EXCERPTED PASSAGE:
Posted on 09/14/2018 10:53:59 PM PDT by Zhang Fei
That’s not what I mean. Of course they’re going to be speaking Mandarin.
I’m talking about the subtitles, who made it.
What I mean is for decades these old time dramas were made in Hong Kong and Taiwan, but were verboten in China.
Now the communist TV, after people moving to US from China and seeing the Taiwanese dramas, and bootlegs being available, decides to imitate Taiwan and Hong Kong.
[Thats not what I mean. Of course theyre going to be speaking Mandarin.
Im talking about the subtitles, who made it.
What I mean is for decades these old time dramas were made in Hong Kong and Taiwan, but were verboten in China.
Now the communist TV, after people moving to US from China and seeing the Taiwanese dramas, and bootlegs being available, decides to imitate Taiwan and Hong Kong.]
[Any possible method to turn OFF the voice track and listen to the music? For me, the music adds and the Chinese voices distract.]
Not that I know of. Sorry. But I got used to them. I always have the audio on - while I can’t tell what they’re saying due to language issues, it gives me an idea as to who’s talking. After a while, you recognize the voices even when it’s not clear whose lips are moving.

STORED DATA:
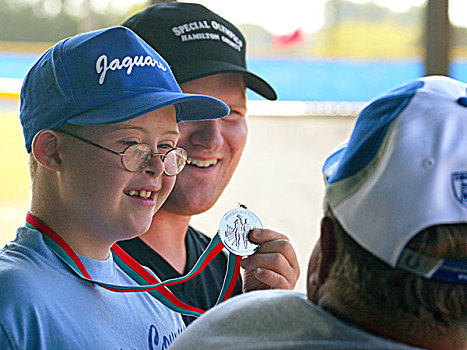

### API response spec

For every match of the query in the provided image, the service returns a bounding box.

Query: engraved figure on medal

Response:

DIRECTIONS:
Do the following statements agree with the forum thread on Chinese TV dramas above? Answer yes or no for each and quote the words from the thread that settle it.
1. For decades, the old-time dramas were made in Hong Kong and Taiwan.
2. The last reply names a way to turn off the voice track.
3. The writer of the last reply usually keeps the audio off.

THE RESULT:
1. Yes: "for decades these old time dramas were made in Hong Kong and Taiwan"
2. No: "Not that I know of."
3. No: "I always have the audio on"